(Location annotation dataset excerpts)
═══
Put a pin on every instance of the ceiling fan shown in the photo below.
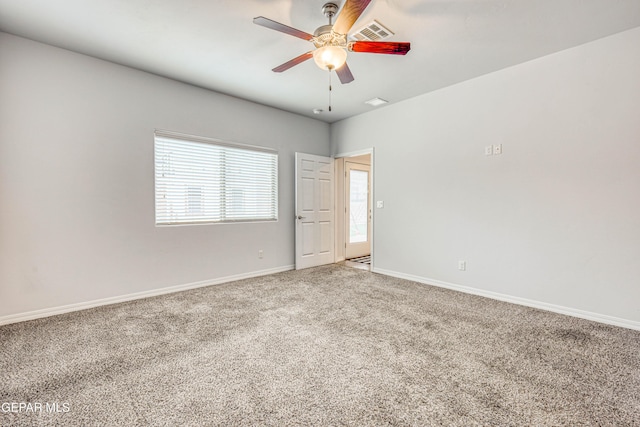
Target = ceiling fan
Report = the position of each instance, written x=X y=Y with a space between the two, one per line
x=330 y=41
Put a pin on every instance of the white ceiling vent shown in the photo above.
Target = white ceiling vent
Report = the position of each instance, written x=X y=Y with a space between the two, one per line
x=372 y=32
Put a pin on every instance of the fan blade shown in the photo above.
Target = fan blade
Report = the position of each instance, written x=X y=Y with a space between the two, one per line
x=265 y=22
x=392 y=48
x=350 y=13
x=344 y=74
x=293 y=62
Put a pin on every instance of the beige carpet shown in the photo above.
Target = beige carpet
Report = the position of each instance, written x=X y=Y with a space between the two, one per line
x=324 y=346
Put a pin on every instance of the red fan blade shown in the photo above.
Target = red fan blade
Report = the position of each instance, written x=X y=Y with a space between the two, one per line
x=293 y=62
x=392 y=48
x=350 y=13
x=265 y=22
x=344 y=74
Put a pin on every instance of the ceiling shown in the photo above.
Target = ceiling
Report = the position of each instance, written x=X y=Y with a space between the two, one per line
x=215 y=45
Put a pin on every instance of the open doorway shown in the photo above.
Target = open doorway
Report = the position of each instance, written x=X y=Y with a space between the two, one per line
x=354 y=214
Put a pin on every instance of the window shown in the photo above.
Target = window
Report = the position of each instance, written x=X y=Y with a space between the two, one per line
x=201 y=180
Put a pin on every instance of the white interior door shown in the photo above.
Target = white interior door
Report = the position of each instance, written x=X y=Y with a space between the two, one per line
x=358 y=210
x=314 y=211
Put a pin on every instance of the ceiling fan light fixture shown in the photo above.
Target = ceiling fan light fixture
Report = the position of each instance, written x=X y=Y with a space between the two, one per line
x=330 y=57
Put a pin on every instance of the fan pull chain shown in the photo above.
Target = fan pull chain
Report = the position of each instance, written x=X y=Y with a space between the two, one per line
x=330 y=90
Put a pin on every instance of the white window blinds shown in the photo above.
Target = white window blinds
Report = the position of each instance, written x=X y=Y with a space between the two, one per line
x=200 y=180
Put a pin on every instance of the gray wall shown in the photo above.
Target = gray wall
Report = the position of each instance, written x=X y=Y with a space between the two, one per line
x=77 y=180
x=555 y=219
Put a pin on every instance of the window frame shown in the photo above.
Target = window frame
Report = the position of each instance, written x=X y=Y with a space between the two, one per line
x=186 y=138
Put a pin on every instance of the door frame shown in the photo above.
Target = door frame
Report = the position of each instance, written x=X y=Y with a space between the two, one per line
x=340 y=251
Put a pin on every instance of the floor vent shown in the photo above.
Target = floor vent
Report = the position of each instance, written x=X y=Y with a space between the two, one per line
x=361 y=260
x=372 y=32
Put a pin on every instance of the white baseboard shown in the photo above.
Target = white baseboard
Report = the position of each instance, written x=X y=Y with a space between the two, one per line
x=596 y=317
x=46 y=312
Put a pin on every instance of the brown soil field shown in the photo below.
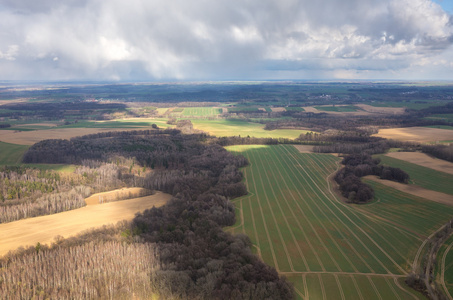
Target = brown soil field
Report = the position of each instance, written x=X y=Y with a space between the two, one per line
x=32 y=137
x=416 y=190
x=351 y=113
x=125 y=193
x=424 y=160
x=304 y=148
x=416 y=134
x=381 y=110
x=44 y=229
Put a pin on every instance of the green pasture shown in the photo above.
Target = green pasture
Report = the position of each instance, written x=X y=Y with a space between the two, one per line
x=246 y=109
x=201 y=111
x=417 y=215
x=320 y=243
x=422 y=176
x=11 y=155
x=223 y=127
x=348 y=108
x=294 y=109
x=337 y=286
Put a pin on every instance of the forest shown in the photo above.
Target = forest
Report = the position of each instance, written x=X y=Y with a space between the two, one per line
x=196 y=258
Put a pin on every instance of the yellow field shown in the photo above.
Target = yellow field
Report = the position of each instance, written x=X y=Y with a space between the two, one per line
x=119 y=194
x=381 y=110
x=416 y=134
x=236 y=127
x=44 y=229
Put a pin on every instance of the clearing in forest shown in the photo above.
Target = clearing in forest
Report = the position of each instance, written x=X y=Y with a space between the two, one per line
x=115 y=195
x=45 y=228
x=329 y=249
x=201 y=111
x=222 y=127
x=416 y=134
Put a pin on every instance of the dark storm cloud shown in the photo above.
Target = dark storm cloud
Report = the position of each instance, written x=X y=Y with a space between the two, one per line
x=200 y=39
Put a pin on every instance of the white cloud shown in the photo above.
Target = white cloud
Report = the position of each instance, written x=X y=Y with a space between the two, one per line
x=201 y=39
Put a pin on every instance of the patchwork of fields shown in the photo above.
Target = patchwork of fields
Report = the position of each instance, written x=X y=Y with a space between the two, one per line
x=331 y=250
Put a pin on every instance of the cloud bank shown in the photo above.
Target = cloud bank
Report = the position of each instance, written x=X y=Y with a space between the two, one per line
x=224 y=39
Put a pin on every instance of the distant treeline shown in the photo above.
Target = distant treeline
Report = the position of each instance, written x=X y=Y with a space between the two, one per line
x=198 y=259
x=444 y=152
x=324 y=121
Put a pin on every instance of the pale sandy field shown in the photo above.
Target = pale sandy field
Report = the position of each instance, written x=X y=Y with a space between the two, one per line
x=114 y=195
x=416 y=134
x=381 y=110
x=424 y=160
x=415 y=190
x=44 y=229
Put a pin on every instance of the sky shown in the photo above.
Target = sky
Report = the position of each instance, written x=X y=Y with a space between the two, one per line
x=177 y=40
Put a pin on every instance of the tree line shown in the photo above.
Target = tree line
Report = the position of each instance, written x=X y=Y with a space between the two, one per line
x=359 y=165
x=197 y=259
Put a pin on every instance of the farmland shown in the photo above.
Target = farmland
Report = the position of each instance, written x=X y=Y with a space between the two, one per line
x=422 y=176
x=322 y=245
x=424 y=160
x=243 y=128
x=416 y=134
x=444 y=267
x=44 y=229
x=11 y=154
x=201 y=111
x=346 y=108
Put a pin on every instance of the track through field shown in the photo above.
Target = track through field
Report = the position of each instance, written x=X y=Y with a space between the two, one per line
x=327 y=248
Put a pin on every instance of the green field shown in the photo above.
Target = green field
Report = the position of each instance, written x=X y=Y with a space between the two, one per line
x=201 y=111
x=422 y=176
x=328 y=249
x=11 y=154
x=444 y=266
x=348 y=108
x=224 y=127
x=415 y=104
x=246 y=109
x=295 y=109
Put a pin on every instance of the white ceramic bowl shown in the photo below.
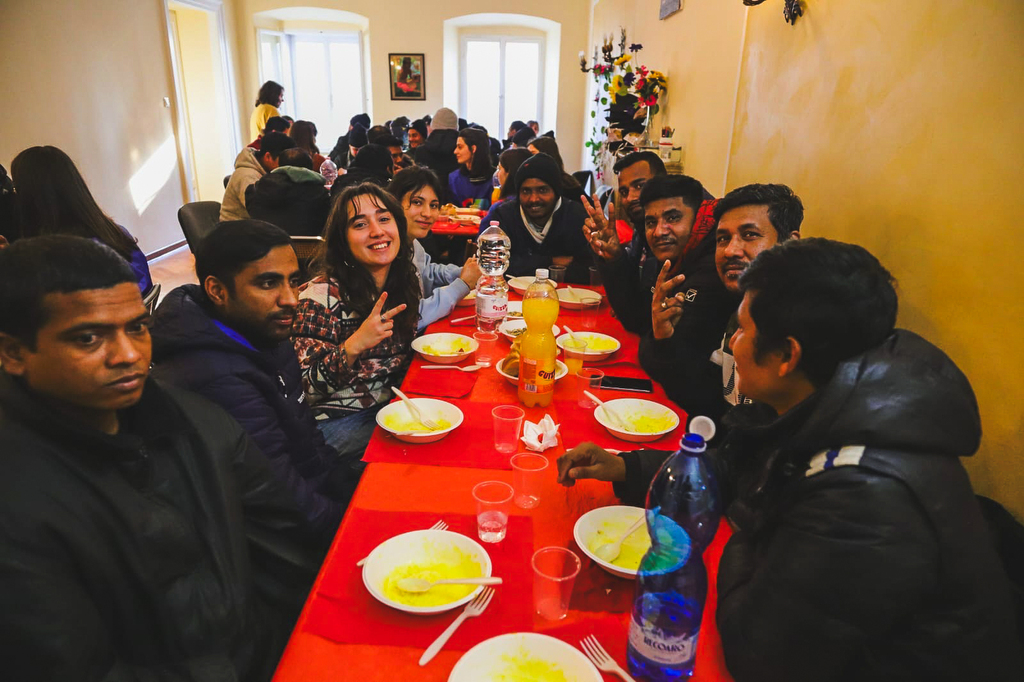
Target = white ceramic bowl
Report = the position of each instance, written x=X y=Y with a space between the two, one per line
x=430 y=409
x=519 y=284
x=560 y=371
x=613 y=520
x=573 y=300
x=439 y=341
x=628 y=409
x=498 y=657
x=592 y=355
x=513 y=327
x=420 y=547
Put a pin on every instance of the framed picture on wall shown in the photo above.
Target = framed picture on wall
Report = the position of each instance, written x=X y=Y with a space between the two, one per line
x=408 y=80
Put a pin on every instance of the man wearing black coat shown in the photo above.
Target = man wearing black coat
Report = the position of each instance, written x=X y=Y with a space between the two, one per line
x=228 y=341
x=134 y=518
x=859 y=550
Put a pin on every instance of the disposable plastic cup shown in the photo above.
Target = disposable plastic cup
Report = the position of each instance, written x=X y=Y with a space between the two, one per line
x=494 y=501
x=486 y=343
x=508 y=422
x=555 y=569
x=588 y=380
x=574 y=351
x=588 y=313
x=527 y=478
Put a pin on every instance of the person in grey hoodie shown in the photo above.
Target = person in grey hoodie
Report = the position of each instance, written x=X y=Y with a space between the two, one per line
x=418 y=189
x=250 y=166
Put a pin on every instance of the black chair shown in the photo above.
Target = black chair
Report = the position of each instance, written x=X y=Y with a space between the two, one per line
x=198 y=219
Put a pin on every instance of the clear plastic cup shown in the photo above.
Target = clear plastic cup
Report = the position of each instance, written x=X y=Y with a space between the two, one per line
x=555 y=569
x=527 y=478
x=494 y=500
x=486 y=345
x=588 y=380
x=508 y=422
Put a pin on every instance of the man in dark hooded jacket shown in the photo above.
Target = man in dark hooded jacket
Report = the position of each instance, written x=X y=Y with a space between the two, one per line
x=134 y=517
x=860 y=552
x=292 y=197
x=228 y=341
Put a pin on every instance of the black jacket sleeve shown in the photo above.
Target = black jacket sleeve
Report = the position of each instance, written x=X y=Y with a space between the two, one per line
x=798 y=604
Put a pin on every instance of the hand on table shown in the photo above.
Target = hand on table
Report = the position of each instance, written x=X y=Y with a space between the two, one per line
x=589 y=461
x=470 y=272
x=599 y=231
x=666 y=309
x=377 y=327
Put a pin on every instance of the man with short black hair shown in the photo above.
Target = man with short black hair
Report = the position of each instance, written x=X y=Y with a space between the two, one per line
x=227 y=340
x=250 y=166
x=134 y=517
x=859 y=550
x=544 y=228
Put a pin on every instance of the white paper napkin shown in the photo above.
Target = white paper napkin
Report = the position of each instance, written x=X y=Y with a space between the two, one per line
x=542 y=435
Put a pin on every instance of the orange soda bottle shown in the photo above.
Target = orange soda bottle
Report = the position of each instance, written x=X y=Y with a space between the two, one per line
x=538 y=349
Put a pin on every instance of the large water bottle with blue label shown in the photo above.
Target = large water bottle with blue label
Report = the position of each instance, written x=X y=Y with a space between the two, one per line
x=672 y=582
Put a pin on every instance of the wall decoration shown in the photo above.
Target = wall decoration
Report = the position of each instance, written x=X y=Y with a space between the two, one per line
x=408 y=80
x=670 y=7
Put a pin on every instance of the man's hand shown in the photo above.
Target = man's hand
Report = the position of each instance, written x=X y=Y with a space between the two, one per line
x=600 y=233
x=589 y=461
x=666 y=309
═══
Aim of the exercise:
Put the lines of the records above into a numbered list, starting with the line containing "Put a pin on every instance of the ceiling fan light" and going on through the line containing "x=555 y=219", and leave out any blank lines.

Exercise result:
1. Put a pin on every instance of the ceiling fan light fixture shown in the photo above.
2. Target = ceiling fan light fixture
3. Report = the position of each instance, written x=X y=Y with a space between the two, one per line
4. x=330 y=57
5. Put a pin on every instance of the fan pull chain shown in the photo above.
6. Target = fan pull chain
7. Report = the position of each instance, written x=X y=Y with a space between the two, one per line
8. x=330 y=90
9. Put a pin on every instance of the white window blinds shown in the photo above.
10. Target = white window blinds
11. Report = the position of each instance, written x=X y=Y with a space between the two, one per line
12. x=200 y=180
13. Put a pin on every instance of the gray wall shown in the photo above.
14. Target = gray wall
15. Report = the position of each instance, written x=X y=Y with a space between the two, one per line
16. x=77 y=180
17. x=555 y=219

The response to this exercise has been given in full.